[Start of section]

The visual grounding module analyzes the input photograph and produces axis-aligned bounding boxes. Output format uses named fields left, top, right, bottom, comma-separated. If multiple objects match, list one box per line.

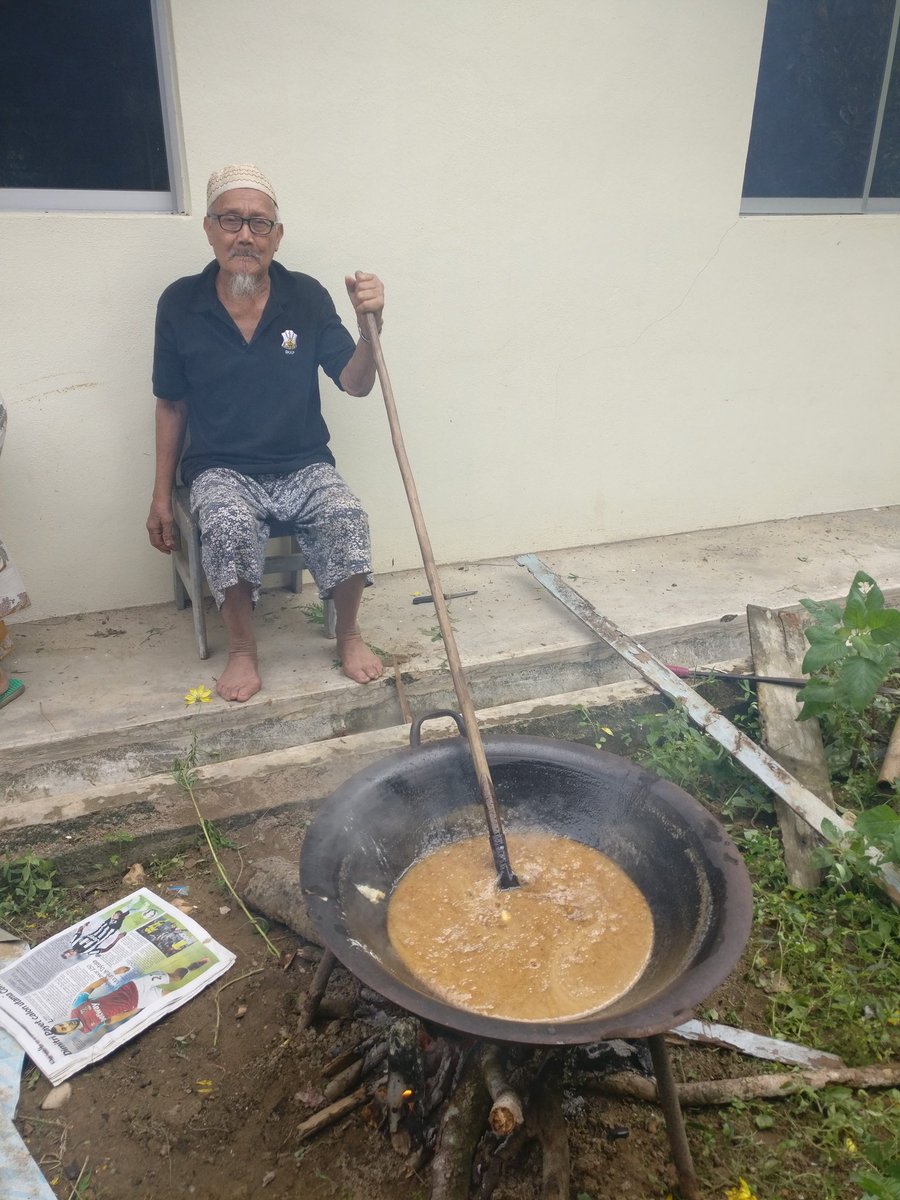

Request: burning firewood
left=324, top=1040, right=389, bottom=1103
left=387, top=1016, right=426, bottom=1156
left=479, top=1045, right=524, bottom=1135
left=430, top=1048, right=492, bottom=1200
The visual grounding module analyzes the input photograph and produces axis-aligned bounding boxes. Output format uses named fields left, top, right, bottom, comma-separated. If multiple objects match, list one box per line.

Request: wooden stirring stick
left=362, top=312, right=518, bottom=889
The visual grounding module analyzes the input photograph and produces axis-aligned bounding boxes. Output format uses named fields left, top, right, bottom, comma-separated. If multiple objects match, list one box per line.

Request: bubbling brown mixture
left=387, top=831, right=653, bottom=1022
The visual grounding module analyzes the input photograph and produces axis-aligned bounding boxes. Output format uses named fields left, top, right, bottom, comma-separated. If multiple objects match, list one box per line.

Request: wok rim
left=300, top=733, right=754, bottom=1045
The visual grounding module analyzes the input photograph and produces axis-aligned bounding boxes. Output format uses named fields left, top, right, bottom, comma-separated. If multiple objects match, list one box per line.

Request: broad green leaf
left=796, top=678, right=836, bottom=720
left=835, top=655, right=886, bottom=712
left=799, top=597, right=843, bottom=628
left=801, top=632, right=847, bottom=673
left=854, top=805, right=900, bottom=843
left=868, top=608, right=900, bottom=642
left=844, top=571, right=884, bottom=628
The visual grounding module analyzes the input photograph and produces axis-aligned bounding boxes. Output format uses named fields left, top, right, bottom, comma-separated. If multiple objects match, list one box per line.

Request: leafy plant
left=741, top=827, right=899, bottom=1063
left=812, top=805, right=900, bottom=881
left=632, top=703, right=772, bottom=822
left=797, top=572, right=900, bottom=720
left=172, top=734, right=278, bottom=957
left=0, top=853, right=66, bottom=927
left=575, top=704, right=613, bottom=748
left=300, top=602, right=325, bottom=626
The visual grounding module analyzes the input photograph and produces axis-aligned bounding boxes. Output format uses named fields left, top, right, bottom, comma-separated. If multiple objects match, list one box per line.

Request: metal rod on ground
left=669, top=663, right=900, bottom=699
left=366, top=313, right=518, bottom=889
left=516, top=553, right=900, bottom=908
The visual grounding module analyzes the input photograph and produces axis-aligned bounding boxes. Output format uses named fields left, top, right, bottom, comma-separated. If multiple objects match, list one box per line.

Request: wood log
left=878, top=713, right=900, bottom=790
left=296, top=1085, right=369, bottom=1142
left=480, top=1045, right=525, bottom=1135
left=747, top=604, right=836, bottom=889
left=324, top=1041, right=389, bottom=1102
left=430, top=1050, right=492, bottom=1200
left=322, top=1031, right=385, bottom=1079
left=296, top=949, right=336, bottom=1031
left=526, top=1055, right=569, bottom=1200
left=587, top=1063, right=900, bottom=1106
left=239, top=855, right=325, bottom=947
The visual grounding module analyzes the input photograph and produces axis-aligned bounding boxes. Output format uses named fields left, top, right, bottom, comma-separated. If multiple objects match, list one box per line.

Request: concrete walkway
left=2, top=505, right=899, bottom=830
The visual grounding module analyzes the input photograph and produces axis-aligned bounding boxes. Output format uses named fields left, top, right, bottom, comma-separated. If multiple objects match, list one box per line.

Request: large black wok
left=300, top=713, right=753, bottom=1045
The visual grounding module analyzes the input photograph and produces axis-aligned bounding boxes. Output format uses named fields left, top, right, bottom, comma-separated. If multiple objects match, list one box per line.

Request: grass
left=578, top=687, right=900, bottom=1199
left=0, top=852, right=70, bottom=936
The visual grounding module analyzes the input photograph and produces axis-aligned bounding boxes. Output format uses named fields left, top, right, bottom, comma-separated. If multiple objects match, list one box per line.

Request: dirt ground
left=9, top=819, right=771, bottom=1200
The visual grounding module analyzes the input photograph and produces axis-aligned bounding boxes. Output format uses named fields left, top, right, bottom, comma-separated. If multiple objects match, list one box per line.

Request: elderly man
left=146, top=164, right=384, bottom=701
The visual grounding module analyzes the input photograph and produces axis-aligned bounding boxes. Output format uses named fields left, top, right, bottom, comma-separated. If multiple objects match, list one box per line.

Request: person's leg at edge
left=191, top=468, right=269, bottom=703
left=333, top=572, right=384, bottom=684
left=217, top=579, right=262, bottom=701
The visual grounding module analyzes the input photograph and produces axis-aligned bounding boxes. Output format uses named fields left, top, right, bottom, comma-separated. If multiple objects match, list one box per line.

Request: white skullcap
left=206, top=163, right=277, bottom=209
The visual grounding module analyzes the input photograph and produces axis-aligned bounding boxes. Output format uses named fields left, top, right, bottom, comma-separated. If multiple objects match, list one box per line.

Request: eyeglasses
left=207, top=212, right=277, bottom=235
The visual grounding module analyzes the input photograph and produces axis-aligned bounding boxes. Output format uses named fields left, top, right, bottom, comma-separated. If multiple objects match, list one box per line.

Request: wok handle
left=409, top=709, right=468, bottom=748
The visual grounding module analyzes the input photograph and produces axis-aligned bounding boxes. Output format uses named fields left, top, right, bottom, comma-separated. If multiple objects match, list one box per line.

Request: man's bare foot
left=338, top=632, right=384, bottom=684
left=216, top=651, right=262, bottom=702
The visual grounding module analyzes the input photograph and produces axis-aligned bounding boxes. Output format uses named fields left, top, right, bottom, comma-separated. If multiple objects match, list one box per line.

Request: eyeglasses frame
left=206, top=212, right=278, bottom=236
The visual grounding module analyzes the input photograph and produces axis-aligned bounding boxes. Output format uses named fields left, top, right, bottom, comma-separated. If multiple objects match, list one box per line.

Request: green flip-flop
left=0, top=677, right=25, bottom=709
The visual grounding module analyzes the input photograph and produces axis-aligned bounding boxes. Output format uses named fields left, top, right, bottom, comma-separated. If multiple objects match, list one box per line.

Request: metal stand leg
left=647, top=1034, right=701, bottom=1200
left=297, top=950, right=337, bottom=1031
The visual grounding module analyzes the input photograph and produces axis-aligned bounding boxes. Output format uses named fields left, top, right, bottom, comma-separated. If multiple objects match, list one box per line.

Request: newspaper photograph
left=0, top=888, right=235, bottom=1084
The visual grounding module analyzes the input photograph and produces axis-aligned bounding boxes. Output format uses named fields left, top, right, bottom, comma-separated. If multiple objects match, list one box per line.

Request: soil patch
left=11, top=817, right=771, bottom=1200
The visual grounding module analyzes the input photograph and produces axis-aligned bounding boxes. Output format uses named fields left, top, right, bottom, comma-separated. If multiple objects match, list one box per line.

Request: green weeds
left=0, top=853, right=68, bottom=933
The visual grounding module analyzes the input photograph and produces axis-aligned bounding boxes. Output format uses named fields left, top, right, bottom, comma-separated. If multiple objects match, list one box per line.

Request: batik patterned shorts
left=189, top=464, right=373, bottom=608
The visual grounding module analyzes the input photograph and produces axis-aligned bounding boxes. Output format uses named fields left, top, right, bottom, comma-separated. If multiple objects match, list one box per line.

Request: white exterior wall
left=2, top=1, right=897, bottom=622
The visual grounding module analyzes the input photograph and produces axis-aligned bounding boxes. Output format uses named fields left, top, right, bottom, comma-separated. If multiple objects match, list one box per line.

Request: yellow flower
left=724, top=1181, right=759, bottom=1200
left=184, top=685, right=213, bottom=706
left=844, top=1137, right=858, bottom=1154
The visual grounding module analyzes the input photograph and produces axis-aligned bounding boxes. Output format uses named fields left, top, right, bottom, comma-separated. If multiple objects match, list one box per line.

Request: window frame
left=741, top=0, right=900, bottom=215
left=0, top=0, right=185, bottom=215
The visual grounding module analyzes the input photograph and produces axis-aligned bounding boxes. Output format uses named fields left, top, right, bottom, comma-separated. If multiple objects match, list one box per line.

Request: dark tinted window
left=0, top=0, right=170, bottom=191
left=743, top=0, right=897, bottom=200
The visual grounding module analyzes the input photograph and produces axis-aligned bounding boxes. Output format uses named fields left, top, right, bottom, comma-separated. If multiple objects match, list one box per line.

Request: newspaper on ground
left=0, top=889, right=235, bottom=1085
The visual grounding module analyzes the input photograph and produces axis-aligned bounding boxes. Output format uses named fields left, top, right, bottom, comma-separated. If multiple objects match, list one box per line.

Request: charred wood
left=430, top=1050, right=492, bottom=1200
left=526, top=1054, right=569, bottom=1200
left=296, top=949, right=337, bottom=1031
left=480, top=1044, right=525, bottom=1135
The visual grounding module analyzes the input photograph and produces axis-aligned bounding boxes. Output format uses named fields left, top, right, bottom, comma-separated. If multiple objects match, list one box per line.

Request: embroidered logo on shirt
left=281, top=329, right=298, bottom=354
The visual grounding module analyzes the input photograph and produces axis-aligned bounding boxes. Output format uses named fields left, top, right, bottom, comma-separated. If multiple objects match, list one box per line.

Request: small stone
left=41, top=1083, right=73, bottom=1111
left=122, top=863, right=147, bottom=887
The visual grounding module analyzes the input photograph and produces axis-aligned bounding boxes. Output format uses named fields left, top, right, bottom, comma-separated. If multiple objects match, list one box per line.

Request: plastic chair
left=170, top=486, right=337, bottom=660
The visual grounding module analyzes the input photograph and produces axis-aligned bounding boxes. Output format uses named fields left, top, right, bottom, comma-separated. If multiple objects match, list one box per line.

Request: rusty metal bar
left=516, top=554, right=900, bottom=907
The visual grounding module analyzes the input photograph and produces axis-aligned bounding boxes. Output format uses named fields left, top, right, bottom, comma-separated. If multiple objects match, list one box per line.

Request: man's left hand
left=345, top=270, right=384, bottom=334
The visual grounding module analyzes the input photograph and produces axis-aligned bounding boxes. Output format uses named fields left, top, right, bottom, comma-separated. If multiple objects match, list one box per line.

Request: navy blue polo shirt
left=152, top=260, right=357, bottom=487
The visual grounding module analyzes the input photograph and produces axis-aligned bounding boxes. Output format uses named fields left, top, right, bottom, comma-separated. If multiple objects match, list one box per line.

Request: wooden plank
left=515, top=555, right=900, bottom=907
left=669, top=1019, right=844, bottom=1070
left=747, top=605, right=836, bottom=889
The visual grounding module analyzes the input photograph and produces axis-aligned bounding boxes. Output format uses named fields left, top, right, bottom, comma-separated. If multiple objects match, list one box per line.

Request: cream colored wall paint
left=3, top=1, right=898, bottom=622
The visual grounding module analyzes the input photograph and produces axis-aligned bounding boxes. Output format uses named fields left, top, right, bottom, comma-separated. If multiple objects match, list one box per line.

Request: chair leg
left=324, top=597, right=337, bottom=640
left=187, top=523, right=210, bottom=661
left=289, top=536, right=303, bottom=594
left=173, top=558, right=189, bottom=611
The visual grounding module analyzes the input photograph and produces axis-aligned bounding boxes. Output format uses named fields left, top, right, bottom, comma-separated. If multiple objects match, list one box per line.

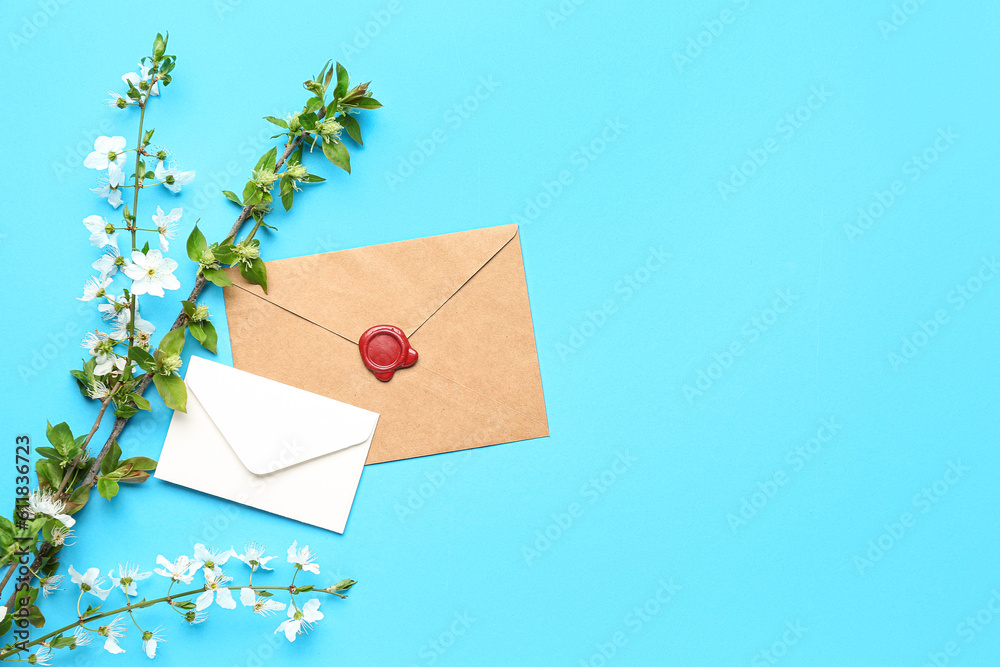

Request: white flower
left=98, top=293, right=130, bottom=324
left=152, top=206, right=182, bottom=252
left=195, top=567, right=236, bottom=611
left=192, top=544, right=235, bottom=572
left=110, top=311, right=155, bottom=343
left=185, top=610, right=209, bottom=625
left=142, top=626, right=166, bottom=659
left=98, top=616, right=127, bottom=654
left=234, top=543, right=277, bottom=572
left=90, top=163, right=126, bottom=208
left=68, top=565, right=111, bottom=601
left=239, top=587, right=286, bottom=616
left=51, top=525, right=75, bottom=547
left=123, top=249, right=180, bottom=297
left=287, top=541, right=320, bottom=574
left=275, top=599, right=324, bottom=642
left=40, top=574, right=64, bottom=597
left=27, top=489, right=75, bottom=528
left=78, top=275, right=112, bottom=302
left=93, top=245, right=124, bottom=279
left=87, top=380, right=111, bottom=400
left=154, top=555, right=199, bottom=584
left=154, top=161, right=195, bottom=193
left=122, top=63, right=159, bottom=99
left=83, top=136, right=128, bottom=170
left=81, top=330, right=124, bottom=376
left=105, top=90, right=129, bottom=108
left=108, top=562, right=152, bottom=597
left=31, top=646, right=53, bottom=666
left=83, top=214, right=118, bottom=249
left=73, top=625, right=93, bottom=647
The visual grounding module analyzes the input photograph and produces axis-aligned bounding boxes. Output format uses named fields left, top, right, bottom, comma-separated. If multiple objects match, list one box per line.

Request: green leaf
left=153, top=373, right=187, bottom=413
left=114, top=405, right=138, bottom=419
left=243, top=180, right=259, bottom=201
left=121, top=456, right=157, bottom=471
left=244, top=187, right=264, bottom=206
left=35, top=459, right=61, bottom=490
left=181, top=300, right=196, bottom=317
left=97, top=477, right=119, bottom=501
left=158, top=326, right=186, bottom=356
left=281, top=187, right=294, bottom=212
left=200, top=321, right=218, bottom=355
left=119, top=470, right=151, bottom=484
left=46, top=422, right=74, bottom=449
left=302, top=174, right=326, bottom=183
left=202, top=268, right=234, bottom=287
left=295, top=585, right=315, bottom=593
left=101, top=440, right=123, bottom=476
left=257, top=590, right=273, bottom=598
left=222, top=190, right=243, bottom=206
left=175, top=600, right=197, bottom=610
left=70, top=369, right=89, bottom=396
left=353, top=97, right=382, bottom=109
left=239, top=257, right=268, bottom=293
left=213, top=243, right=237, bottom=264
left=187, top=225, right=207, bottom=262
left=130, top=393, right=152, bottom=411
left=304, top=97, right=324, bottom=113
left=188, top=322, right=206, bottom=344
left=322, top=139, right=351, bottom=173
left=342, top=115, right=363, bottom=145
left=153, top=33, right=166, bottom=60
left=263, top=116, right=288, bottom=129
left=129, top=346, right=156, bottom=372
left=51, top=635, right=76, bottom=649
left=335, top=62, right=349, bottom=99
left=333, top=578, right=357, bottom=592
left=256, top=147, right=277, bottom=172
left=66, top=485, right=91, bottom=515
left=26, top=605, right=44, bottom=629
left=298, top=111, right=318, bottom=131
left=34, top=447, right=62, bottom=461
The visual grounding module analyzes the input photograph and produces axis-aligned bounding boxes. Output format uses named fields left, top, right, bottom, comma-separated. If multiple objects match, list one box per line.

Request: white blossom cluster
left=9, top=541, right=329, bottom=662
left=77, top=61, right=196, bottom=391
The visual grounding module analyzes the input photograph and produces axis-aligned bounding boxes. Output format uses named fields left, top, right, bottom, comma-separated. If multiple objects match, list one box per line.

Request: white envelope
left=155, top=355, right=379, bottom=533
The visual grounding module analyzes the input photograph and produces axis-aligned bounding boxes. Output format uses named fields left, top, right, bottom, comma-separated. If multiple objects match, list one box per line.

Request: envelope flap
left=183, top=356, right=378, bottom=475
left=225, top=224, right=519, bottom=341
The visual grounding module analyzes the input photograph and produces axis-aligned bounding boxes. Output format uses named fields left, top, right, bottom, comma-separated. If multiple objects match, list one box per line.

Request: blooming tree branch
left=0, top=32, right=380, bottom=661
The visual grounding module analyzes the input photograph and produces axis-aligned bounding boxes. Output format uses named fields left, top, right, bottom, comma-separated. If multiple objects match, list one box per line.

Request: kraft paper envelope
left=155, top=355, right=379, bottom=533
left=222, top=223, right=548, bottom=464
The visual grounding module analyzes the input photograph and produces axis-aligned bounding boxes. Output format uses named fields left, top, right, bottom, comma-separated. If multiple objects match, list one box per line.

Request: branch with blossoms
left=0, top=540, right=354, bottom=661
left=0, top=31, right=379, bottom=661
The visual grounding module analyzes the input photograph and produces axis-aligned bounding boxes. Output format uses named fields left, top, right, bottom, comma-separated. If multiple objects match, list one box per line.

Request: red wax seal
left=359, top=325, right=418, bottom=382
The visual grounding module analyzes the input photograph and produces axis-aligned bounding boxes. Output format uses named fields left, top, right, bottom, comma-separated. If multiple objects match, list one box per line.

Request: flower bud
left=252, top=168, right=277, bottom=190
left=316, top=119, right=343, bottom=139
left=191, top=304, right=210, bottom=322
left=160, top=354, right=183, bottom=375
left=285, top=163, right=308, bottom=180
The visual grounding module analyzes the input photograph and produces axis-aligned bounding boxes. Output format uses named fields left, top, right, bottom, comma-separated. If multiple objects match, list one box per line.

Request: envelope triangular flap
left=183, top=356, right=378, bottom=475
left=225, top=224, right=519, bottom=341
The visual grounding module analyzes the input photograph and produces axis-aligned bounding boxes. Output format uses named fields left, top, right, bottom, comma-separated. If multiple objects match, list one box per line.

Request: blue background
left=1, top=0, right=998, bottom=664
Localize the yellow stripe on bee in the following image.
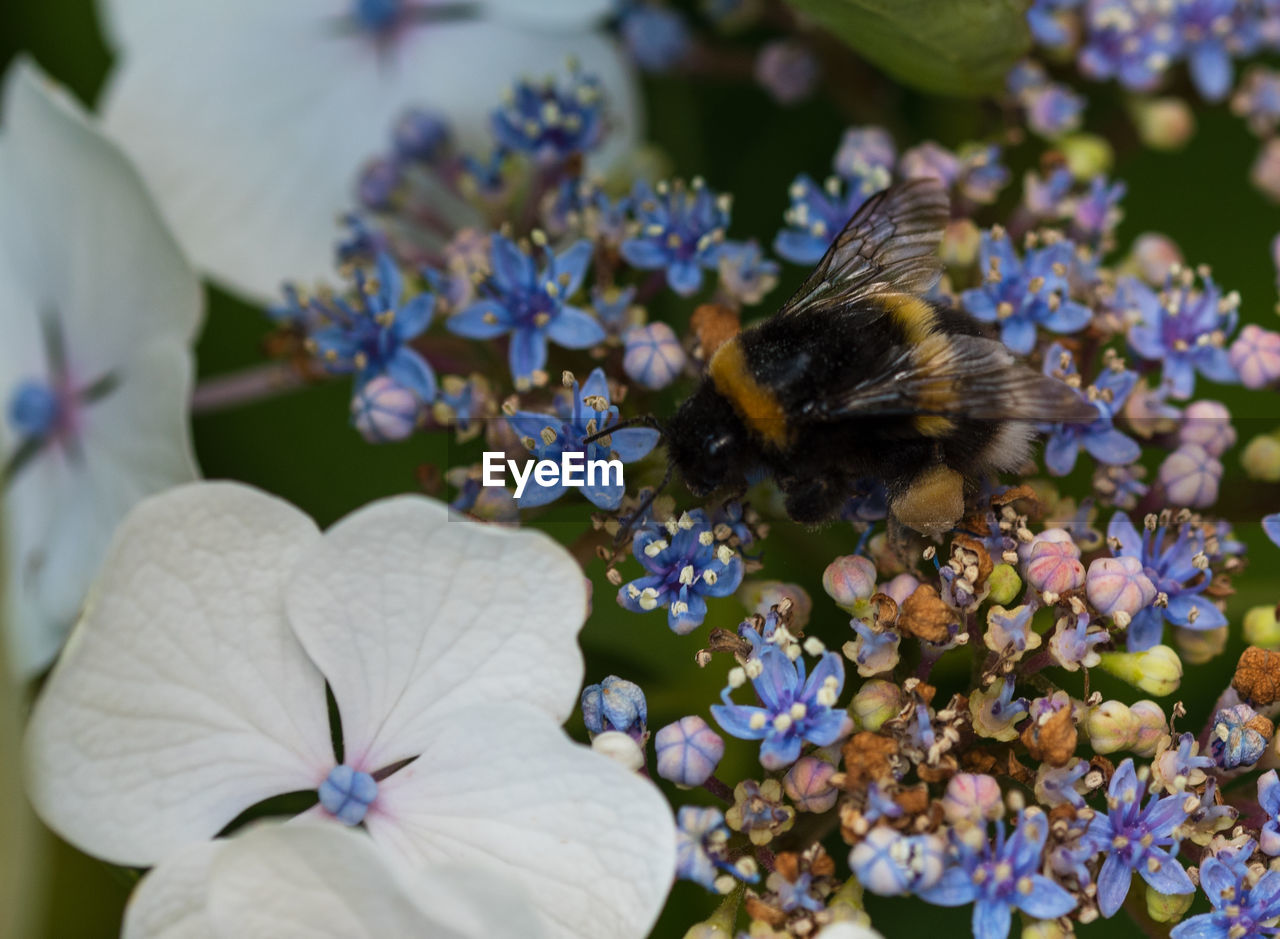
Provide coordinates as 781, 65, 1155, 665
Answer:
877, 293, 937, 345
708, 338, 791, 449
913, 414, 956, 437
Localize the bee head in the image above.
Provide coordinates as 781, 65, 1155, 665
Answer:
664, 383, 749, 498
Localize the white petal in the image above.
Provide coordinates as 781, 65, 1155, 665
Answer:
285, 496, 586, 771
122, 840, 220, 939
100, 1, 639, 300
4, 337, 199, 676
364, 705, 675, 939
203, 822, 545, 939
0, 59, 202, 374
25, 482, 333, 867
481, 0, 614, 28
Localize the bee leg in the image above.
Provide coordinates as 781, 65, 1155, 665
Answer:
889, 464, 964, 537
780, 475, 848, 525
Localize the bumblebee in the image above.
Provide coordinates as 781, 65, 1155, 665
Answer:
662, 178, 1097, 535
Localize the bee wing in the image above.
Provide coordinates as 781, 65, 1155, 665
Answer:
778, 178, 949, 319
802, 334, 1101, 424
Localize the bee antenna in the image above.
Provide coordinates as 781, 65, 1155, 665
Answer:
583, 413, 663, 446
613, 461, 675, 546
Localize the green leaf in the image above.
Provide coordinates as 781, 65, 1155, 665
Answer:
786, 0, 1031, 98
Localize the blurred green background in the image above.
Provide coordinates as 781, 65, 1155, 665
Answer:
3, 1, 1280, 936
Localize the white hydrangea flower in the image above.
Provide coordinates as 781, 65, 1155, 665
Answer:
98, 0, 641, 300
0, 59, 203, 676
123, 821, 545, 938
26, 482, 673, 938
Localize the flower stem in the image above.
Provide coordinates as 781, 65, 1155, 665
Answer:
191, 362, 311, 415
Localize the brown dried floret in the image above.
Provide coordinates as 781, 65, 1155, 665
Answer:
840, 732, 898, 787
1021, 704, 1077, 767
991, 484, 1042, 517
898, 584, 954, 643
690, 303, 740, 359
1247, 714, 1275, 739
1233, 646, 1280, 705
952, 534, 994, 591
744, 894, 788, 928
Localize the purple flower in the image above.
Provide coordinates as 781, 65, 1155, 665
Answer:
622, 179, 731, 296
506, 368, 659, 509
447, 235, 603, 387
350, 375, 420, 443
1083, 758, 1195, 918
620, 3, 693, 72
1028, 0, 1082, 47
1170, 856, 1280, 939
1086, 555, 1157, 620
716, 240, 779, 305
1258, 770, 1280, 855
1079, 0, 1181, 92
754, 40, 820, 105
490, 68, 605, 162
1176, 0, 1260, 102
850, 826, 946, 896
961, 230, 1092, 354
1039, 344, 1142, 476
1107, 511, 1227, 650
1232, 66, 1280, 135
676, 806, 751, 890
1026, 83, 1086, 138
1069, 175, 1126, 245
1122, 273, 1239, 399
294, 252, 437, 401
833, 126, 897, 180
918, 810, 1077, 938
711, 628, 849, 769
617, 510, 744, 634
774, 173, 884, 265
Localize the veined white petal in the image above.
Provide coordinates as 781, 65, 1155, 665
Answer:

[End of section]

TASK GOAL:
The expected answer is a copy of each line above containing "petal".

WRITTEN RESPONSE:
Localize the white petal in the image above.
Localize the veined white petal in the image above.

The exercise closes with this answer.